─── Data section
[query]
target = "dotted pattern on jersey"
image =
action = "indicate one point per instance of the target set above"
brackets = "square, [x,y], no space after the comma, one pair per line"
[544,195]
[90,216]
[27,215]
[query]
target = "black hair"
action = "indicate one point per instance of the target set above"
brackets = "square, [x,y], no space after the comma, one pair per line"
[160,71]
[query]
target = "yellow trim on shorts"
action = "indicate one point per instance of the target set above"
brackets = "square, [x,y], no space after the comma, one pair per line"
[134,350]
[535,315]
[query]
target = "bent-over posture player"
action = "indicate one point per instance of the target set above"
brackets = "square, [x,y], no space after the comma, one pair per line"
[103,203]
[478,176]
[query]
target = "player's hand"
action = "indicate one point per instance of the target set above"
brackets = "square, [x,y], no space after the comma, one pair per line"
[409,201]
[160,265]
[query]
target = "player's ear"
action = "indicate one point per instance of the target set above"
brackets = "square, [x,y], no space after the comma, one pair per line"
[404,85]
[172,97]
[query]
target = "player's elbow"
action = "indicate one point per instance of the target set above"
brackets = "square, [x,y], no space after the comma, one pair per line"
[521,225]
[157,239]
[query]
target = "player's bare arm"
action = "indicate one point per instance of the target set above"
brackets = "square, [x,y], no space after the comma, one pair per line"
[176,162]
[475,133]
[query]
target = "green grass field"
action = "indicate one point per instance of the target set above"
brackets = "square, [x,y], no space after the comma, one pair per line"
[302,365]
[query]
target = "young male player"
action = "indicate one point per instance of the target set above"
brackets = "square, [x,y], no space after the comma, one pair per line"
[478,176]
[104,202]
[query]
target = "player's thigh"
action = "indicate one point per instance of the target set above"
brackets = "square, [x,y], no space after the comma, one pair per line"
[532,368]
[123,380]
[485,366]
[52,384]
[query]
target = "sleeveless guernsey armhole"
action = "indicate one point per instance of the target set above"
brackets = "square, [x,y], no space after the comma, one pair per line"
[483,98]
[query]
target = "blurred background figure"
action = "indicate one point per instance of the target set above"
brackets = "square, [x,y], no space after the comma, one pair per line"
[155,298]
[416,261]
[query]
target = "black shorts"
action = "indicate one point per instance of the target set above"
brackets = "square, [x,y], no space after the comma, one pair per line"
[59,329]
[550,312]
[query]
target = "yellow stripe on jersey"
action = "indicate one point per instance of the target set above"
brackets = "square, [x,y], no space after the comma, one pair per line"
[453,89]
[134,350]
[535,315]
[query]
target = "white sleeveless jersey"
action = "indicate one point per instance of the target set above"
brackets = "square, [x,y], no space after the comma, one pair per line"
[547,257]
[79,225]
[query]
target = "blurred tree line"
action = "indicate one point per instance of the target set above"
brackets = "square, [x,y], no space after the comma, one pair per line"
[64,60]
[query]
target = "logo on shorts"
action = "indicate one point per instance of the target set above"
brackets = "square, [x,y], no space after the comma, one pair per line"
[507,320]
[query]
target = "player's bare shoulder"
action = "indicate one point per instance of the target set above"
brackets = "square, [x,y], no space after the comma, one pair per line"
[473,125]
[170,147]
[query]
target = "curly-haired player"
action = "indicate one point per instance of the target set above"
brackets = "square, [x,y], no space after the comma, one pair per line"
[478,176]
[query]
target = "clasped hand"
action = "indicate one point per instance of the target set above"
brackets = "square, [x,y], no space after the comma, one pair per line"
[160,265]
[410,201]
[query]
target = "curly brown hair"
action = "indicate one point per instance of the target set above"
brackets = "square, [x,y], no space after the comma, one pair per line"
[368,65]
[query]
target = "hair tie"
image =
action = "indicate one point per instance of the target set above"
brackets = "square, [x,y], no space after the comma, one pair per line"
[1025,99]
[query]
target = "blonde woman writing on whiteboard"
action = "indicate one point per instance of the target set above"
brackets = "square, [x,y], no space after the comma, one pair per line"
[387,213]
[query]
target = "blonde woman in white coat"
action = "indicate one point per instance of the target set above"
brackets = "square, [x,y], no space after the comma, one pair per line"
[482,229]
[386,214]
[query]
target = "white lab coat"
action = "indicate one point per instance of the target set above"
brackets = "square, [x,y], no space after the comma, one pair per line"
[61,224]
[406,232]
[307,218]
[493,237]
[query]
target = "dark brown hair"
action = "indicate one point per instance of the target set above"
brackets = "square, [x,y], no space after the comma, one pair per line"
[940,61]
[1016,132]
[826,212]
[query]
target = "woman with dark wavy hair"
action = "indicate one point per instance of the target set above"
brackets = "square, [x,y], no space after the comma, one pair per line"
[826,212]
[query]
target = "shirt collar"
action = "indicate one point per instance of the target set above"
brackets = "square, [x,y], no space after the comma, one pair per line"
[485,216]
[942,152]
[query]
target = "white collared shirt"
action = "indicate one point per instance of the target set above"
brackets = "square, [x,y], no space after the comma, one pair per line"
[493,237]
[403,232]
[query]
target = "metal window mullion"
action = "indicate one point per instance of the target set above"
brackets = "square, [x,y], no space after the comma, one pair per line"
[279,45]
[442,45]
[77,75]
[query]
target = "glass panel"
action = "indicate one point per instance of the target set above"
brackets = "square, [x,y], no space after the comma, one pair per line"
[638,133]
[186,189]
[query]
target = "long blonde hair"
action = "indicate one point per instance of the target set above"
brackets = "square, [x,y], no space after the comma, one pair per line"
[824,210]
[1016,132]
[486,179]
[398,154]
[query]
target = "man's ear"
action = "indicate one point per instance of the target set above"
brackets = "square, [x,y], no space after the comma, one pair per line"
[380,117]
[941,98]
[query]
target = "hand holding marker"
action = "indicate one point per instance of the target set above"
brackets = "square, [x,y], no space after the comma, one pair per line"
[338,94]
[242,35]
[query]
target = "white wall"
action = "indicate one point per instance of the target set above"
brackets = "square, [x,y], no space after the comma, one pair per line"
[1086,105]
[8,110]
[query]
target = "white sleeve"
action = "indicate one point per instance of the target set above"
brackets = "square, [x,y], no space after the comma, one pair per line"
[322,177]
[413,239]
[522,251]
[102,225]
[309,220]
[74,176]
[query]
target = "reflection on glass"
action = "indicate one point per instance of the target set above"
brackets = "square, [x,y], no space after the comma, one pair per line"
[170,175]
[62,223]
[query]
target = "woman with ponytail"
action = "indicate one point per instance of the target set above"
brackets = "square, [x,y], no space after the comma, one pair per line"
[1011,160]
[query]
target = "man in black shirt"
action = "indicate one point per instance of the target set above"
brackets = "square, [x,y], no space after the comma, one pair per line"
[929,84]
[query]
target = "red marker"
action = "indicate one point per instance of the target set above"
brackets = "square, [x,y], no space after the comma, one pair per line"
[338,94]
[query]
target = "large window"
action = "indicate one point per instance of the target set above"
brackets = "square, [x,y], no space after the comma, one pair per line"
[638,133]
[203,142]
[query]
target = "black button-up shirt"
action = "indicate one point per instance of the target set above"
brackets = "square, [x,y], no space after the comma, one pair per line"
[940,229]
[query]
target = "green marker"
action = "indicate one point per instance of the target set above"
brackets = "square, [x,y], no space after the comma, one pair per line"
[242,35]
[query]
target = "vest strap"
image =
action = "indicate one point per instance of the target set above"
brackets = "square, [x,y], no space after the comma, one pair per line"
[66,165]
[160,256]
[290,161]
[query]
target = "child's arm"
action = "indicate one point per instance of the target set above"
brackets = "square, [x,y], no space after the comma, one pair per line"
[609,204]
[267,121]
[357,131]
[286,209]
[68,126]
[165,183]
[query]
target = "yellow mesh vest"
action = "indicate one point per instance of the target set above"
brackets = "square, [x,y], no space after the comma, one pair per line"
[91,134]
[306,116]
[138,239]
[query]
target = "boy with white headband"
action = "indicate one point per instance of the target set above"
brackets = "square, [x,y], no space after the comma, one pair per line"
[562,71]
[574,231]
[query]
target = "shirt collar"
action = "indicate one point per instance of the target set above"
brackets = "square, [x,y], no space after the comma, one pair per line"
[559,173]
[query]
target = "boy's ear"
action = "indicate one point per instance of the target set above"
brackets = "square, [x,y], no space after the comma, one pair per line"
──────
Given instruction:
Report every line in the rows above that contains the string "bare".

Output:
target = "player's bare arm"
target = "player's bare shoulder"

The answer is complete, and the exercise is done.